EXTRACTED DATA:
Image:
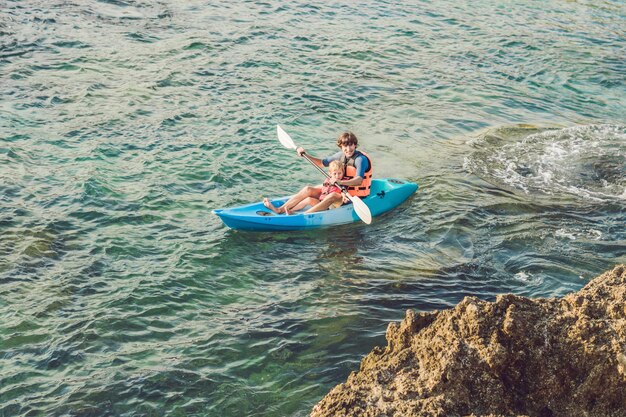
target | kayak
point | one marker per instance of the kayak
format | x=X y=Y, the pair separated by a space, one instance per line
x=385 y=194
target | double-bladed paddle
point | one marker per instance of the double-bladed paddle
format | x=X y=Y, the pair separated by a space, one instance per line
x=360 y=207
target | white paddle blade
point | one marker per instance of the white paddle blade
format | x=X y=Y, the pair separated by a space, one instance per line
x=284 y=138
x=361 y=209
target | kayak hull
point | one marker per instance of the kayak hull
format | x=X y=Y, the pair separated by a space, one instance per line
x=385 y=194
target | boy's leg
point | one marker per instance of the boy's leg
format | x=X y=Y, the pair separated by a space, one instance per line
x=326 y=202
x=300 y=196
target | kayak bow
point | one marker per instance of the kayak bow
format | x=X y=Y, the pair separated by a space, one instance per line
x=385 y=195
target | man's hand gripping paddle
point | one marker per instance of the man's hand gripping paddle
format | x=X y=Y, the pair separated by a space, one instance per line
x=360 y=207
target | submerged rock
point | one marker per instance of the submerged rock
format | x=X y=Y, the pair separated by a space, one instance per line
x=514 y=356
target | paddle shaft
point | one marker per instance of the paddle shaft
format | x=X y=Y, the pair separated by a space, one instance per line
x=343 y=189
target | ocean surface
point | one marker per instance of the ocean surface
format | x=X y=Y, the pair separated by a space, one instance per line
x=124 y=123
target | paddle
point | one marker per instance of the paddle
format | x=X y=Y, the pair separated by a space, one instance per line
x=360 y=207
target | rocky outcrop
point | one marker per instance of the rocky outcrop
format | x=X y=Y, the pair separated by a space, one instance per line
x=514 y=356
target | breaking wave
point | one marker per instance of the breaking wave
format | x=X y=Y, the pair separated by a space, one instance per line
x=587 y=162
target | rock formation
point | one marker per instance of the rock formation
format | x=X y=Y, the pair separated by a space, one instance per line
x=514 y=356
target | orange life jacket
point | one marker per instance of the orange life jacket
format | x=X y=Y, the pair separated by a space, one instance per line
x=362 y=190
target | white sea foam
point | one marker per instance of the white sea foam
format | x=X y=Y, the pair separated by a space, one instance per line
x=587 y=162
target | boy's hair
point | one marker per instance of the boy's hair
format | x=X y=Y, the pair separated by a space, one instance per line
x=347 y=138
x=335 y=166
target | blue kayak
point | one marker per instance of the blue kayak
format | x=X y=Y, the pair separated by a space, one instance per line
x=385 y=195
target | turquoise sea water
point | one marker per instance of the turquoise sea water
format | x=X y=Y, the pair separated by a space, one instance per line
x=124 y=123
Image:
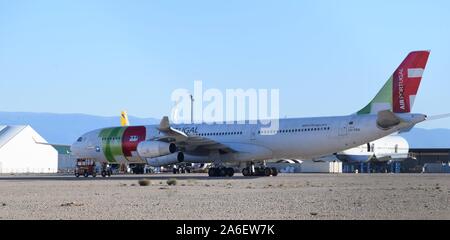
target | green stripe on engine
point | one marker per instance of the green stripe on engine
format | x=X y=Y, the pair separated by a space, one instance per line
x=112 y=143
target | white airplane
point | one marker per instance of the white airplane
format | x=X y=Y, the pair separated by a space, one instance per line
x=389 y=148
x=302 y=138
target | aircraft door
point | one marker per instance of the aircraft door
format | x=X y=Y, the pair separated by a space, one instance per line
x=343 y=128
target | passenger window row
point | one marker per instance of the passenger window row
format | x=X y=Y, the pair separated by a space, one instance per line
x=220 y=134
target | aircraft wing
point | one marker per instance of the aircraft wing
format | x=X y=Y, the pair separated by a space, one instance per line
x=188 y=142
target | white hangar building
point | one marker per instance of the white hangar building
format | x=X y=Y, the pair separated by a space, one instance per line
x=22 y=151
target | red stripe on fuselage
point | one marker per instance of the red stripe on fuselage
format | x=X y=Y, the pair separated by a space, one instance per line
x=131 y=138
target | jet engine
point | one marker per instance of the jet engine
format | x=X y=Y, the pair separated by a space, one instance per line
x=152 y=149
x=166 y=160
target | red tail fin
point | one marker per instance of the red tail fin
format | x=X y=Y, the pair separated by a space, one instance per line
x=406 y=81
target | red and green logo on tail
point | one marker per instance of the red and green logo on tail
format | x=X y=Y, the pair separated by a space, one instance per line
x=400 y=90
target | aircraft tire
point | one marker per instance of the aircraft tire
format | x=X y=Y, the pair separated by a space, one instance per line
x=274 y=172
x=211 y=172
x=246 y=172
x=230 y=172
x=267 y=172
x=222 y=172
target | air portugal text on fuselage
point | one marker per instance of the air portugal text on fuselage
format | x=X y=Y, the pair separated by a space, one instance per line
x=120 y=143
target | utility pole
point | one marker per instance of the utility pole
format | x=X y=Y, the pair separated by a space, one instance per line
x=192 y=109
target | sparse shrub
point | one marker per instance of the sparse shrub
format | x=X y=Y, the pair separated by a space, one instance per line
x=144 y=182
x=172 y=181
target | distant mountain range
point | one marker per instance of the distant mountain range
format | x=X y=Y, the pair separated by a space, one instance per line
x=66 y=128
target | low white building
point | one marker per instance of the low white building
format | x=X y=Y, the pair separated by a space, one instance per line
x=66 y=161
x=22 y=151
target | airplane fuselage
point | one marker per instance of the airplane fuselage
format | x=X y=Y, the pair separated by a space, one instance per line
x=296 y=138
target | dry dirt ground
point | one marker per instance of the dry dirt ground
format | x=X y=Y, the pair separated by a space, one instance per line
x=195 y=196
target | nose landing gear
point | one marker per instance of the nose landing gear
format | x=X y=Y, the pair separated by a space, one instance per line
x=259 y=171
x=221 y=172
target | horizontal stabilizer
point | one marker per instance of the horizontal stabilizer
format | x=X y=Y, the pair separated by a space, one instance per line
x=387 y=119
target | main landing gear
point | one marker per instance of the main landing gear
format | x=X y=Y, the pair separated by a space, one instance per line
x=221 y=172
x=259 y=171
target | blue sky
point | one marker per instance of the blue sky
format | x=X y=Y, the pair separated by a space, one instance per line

WHAT TO DO: Print every one of the rows above word for word, omitting the pictures.

OUTPUT OF THE EXERCISE:
Image:
target | kayak
point | one marker per instance of the kayak
format | x=X y=Y, the pair separated by a space, one instance per line
x=385 y=194
target | double-bladed paddle
point | one marker per instance of the double-bladed paddle
format | x=X y=Y, the pair separated by a space, one instance per line
x=360 y=207
target | white paddle blade
point | one marker per instance of the white paddle blade
format | x=X y=Y, the pair separated by a space, one instance per line
x=284 y=138
x=361 y=209
target | kayak hull
point | one marker per instance of the kayak hull
format | x=X y=Y, the pair separated by a space, one instance per line
x=385 y=194
target | boy's leg
point | one marker per instance of the boy's leg
format | x=X y=Y, the pair separated by a space, one instance per line
x=326 y=202
x=300 y=196
target | kayak bow
point | one marker per instance of the kayak bow
format | x=X y=Y, the pair separated by a space, one instance per line
x=385 y=195
target | man's hand gripping paddle
point | one marker per instance of the man's hand gripping paddle
format | x=X y=Y, the pair separated by a space, one instance per line
x=360 y=207
target | submerged rock
point | one marker per instance of the submerged rock
format | x=X y=Y, the pair separated by a space, one instance per line
x=514 y=356
target | paddle shaft
point | one marker per instance of the paddle shaft
format | x=X y=Y, the pair separated by a space, one instance per line
x=343 y=189
target | ocean surface
point | one marker per instance of the ocean surface
format | x=X y=Y, the pair separated by a space, one instance per line
x=124 y=123
target | paddle
point | one marker per instance of the paddle
format | x=X y=Y, the pair separated by a space, one instance per line
x=360 y=207
target | rocky outcrop
point | one marker per instance of the rocky outcrop
format | x=X y=Y, the pair separated by a space, one instance per line
x=514 y=356
target | breaking wave
point | one marker per instance of the breaking wave
format | x=X y=Y, the pair separated by a space, one instance per line
x=587 y=162
target | rock formation
point | one marker per instance of the rock formation
format | x=X y=Y, the pair separated by a space, one instance per line
x=514 y=356
target | orange life jacket
point | one marker per instance of the orange life jacket
format | x=X y=Y, the pair separated by a space, one instance per line
x=362 y=190
target | white sea foam
point | one marker per instance of the white sea foam
format | x=X y=Y, the pair separated by a space, one instance per line
x=587 y=162
target | boy's hair
point | one marker per instance of the boy's hair
format | x=X y=Y, the pair separated by a space, one instance per line
x=347 y=138
x=335 y=166
target | blue kayak
point | one marker per instance of the blue kayak
format | x=X y=Y, the pair separated by a space, one instance per line
x=385 y=195
target | turquoise sea water
point | one marker per instance of the turquoise sea water
format | x=X y=Y, the pair separated by a space, one instance per line
x=124 y=123
Image:
target | green stripe on engine
point | one marker per instance of the green stripe on engine
format | x=X y=Y, the pair separated by a space, one instance per line
x=112 y=143
target | white airplane
point | one marker per instance of the white airplane
format | x=X y=Y, the pair separated by a space, one instance per line
x=389 y=148
x=302 y=138
target | aircraft door
point | one marker per instance of the aircraft door
format | x=X y=Y, the pair separated by a space, one instance per line
x=343 y=128
target | passenger window row
point | one marker per instance of the passenger window row
format | x=X y=Y, the pair separated by a space, one instance per line
x=220 y=134
target | aircraft wing
point | one marker per instance of the aircraft wing
format | x=X y=Y, the pair separated by a space, one instance per line
x=188 y=142
target | white hangar building
point | one marker per instance of the white hangar building
format | x=X y=Y, the pair separated by a space, one instance per line
x=22 y=151
target | red stripe on fuselage
point | one marker per instance of the red stripe on fuselage
format | x=X y=Y, the pair separated by a space, one instance per line
x=131 y=138
target | jet engine
point | one marker per instance of the jet engine
format | x=X y=Y, the pair separated by a space, one instance per line
x=152 y=149
x=166 y=160
target | red tail fin
point | one marker per instance of the red tail fin
format | x=X y=Y, the pair separated by a space, one instance per line
x=406 y=81
target | red and green logo on tail
point | one marker per instance of the red and green logo on tail
format | x=X y=Y, the pair separated by a space, one instance per line
x=400 y=90
target | aircraft tire
point | one marker per instance of the aircraft tire
format | x=X y=Y, the pair separated by a space, one instance per line
x=274 y=172
x=211 y=172
x=246 y=172
x=230 y=172
x=267 y=172
x=222 y=172
target | air portugal text on fuselage
point | one marker per instance of the air portugal text on fuselage
format | x=X y=Y, the pair separated by a space, one instance per line
x=120 y=143
target | utility pole
point | one marker per instance of the utility pole
format | x=X y=Y, the pair separated by a space, one instance per line
x=192 y=109
target | sparse shrub
point | one marker per instance of the sparse shrub
format | x=X y=Y, the pair separated by a space, one instance per line
x=144 y=182
x=172 y=181
target | distant mountain range
point | one marker per instance of the distant mountain range
format | x=X y=Y, the pair separated by a space, one instance per line
x=66 y=128
target | low white building
point | one marker per instance of the low white building
format | x=X y=Y, the pair separated by a space, one instance per line
x=66 y=161
x=22 y=151
target | airplane fuselage
point | one marker per instance of the airplane fuselage
format | x=X y=Y, the pair separated by a space, one instance per line
x=296 y=138
target | dry dirt ground
point | one marker per instance of the dry dirt ground
format | x=X y=Y, the pair separated by a space, one instance per line
x=195 y=196
target | nose landing gear
point | one marker per instance of the nose landing gear
format | x=X y=Y, the pair separated by a space, one instance per line
x=259 y=171
x=221 y=172
target | horizontal stabilizer
point | one marker per instance of the horizontal stabilizer
format | x=X y=Y, the pair separated by a space, one instance per line
x=387 y=119
target | main landing gear
point | one marker per instance of the main landing gear
format | x=X y=Y, the pair separated by a space, one instance per line
x=221 y=172
x=259 y=171
target | blue sky
point | one marker per instance of the blue sky
format | x=X y=Y, the pair separated by a space, one instance per line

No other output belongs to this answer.